[Shape labeling records]
^^^^

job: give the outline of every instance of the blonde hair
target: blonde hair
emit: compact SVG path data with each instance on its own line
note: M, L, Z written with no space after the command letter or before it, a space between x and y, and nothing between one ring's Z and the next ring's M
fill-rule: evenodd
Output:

^^^^

### Goal of the exercise
Please copy every item above line for line, changing nothing.

### Correct answer
job: give the outline of every instance of the blonde hair
target: blonde hair
emit: compact SVG path data with each instance on its own line
note: M, L, Z written with no space after the command letter or before it, a space between x and y, and nothing between one ring's Z and the next ring's M
fill-rule: evenodd
Output:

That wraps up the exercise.